• _Saved entries_:
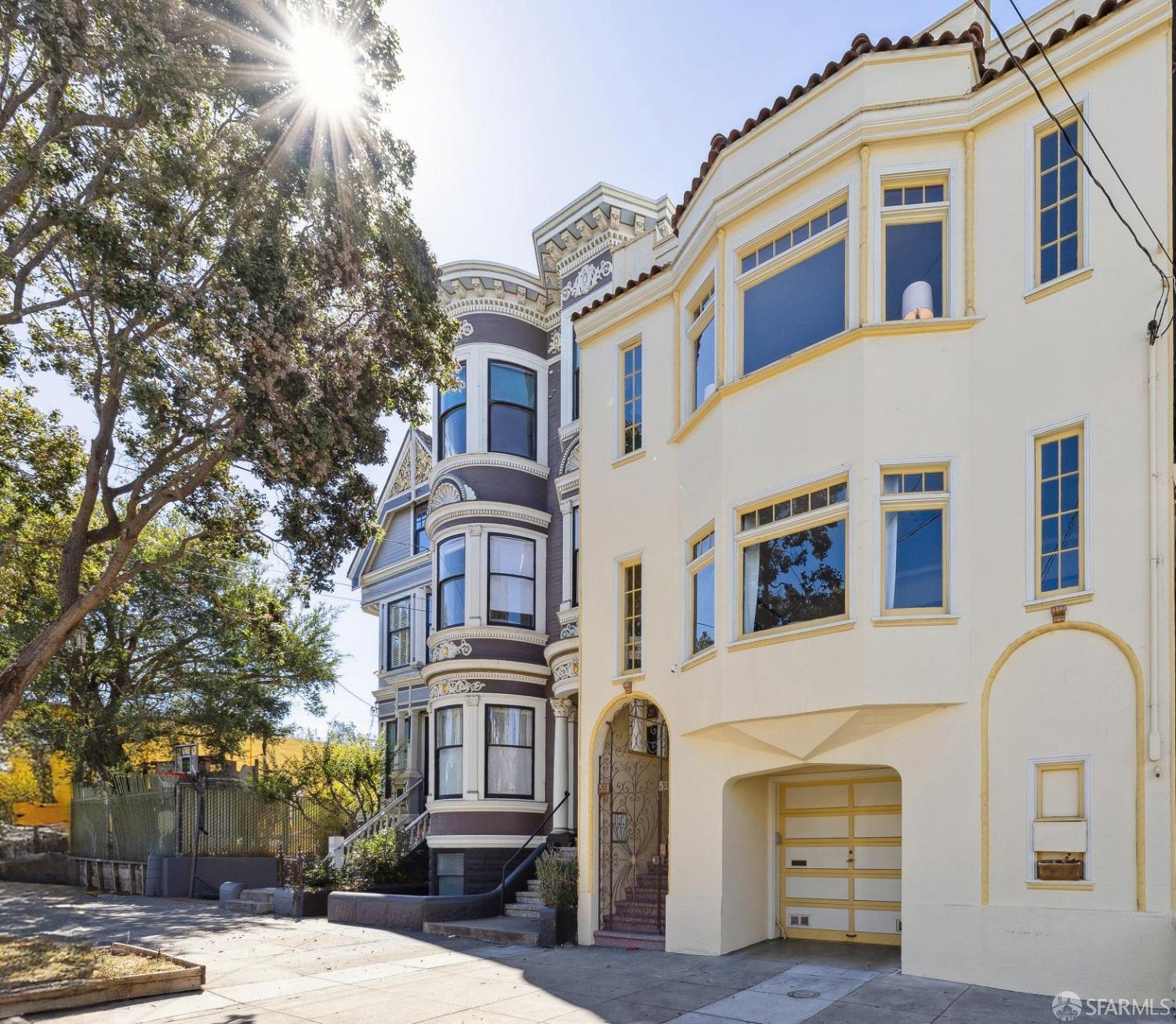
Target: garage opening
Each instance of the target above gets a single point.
(840, 852)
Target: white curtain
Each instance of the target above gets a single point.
(750, 586)
(891, 555)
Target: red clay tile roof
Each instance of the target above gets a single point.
(861, 45)
(608, 296)
(1056, 37)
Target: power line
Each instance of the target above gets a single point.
(1082, 117)
(1077, 151)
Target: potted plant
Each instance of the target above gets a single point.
(559, 889)
(1068, 869)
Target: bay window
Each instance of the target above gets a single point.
(510, 751)
(914, 539)
(452, 423)
(793, 558)
(447, 729)
(452, 582)
(794, 289)
(512, 411)
(512, 581)
(914, 240)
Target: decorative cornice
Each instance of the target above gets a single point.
(499, 460)
(519, 514)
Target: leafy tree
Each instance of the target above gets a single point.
(199, 650)
(233, 285)
(340, 782)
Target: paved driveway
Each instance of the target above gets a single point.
(279, 971)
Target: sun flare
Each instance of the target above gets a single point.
(326, 68)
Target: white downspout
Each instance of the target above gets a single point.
(1154, 557)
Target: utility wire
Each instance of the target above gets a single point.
(1082, 117)
(1077, 152)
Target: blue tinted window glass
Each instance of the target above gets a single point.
(914, 558)
(913, 253)
(705, 365)
(795, 308)
(1068, 256)
(795, 579)
(705, 608)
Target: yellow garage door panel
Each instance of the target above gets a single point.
(841, 859)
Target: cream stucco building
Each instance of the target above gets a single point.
(875, 550)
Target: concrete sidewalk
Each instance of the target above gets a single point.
(266, 970)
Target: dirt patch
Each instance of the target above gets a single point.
(30, 962)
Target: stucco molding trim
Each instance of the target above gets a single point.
(985, 702)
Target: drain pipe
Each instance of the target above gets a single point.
(1154, 550)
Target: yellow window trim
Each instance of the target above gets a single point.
(1040, 441)
(1047, 129)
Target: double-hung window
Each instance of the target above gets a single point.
(1060, 514)
(630, 399)
(701, 347)
(630, 616)
(914, 507)
(1058, 176)
(452, 582)
(452, 423)
(400, 617)
(510, 751)
(793, 287)
(793, 558)
(1061, 819)
(512, 581)
(512, 411)
(447, 728)
(701, 570)
(420, 539)
(914, 244)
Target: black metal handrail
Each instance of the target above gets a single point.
(503, 882)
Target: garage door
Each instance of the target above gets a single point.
(841, 859)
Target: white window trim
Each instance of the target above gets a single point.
(566, 508)
(1081, 103)
(1030, 514)
(949, 581)
(738, 281)
(735, 583)
(473, 751)
(954, 251)
(477, 359)
(1032, 812)
(477, 565)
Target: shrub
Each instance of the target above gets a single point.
(557, 881)
(321, 873)
(374, 861)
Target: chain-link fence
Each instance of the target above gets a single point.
(138, 815)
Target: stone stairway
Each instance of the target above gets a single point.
(252, 901)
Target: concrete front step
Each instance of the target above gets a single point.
(524, 910)
(249, 906)
(501, 930)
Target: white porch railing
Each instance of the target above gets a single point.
(395, 814)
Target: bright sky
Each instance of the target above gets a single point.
(514, 110)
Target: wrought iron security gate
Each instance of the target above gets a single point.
(633, 821)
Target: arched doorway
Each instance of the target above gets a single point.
(633, 821)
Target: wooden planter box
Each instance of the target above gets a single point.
(1060, 870)
(92, 991)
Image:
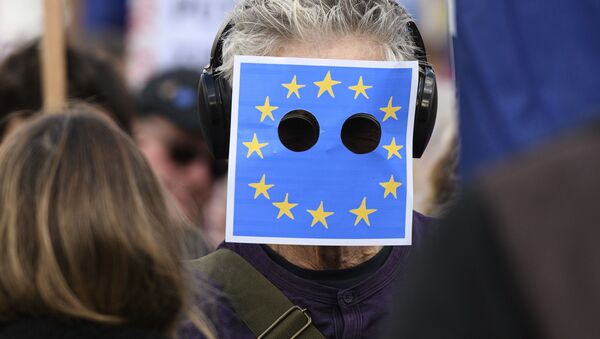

• _TASK DIRECTIONS_:
Which lines of the records above contain the word "stucco"? Report each one in full.

• _RESULT_:
Target: cream stucco building
Target: stucco molding trim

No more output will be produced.